**** DATA IN THIS EXERCISE ****

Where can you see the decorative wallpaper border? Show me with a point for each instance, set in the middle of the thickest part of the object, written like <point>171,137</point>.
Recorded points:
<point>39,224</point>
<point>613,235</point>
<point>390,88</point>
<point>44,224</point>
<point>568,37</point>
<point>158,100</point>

****

TASK TO CARRY OUT:
All of the records above should be given again exactly as written.

WRITTEN RESPONSE:
Where can you see the decorative wallpaper border? Show me with a point for each instance, set in the middle of the thickest part of the object, written like <point>171,137</point>.
Recorded points:
<point>39,224</point>
<point>613,235</point>
<point>390,88</point>
<point>44,224</point>
<point>568,37</point>
<point>158,100</point>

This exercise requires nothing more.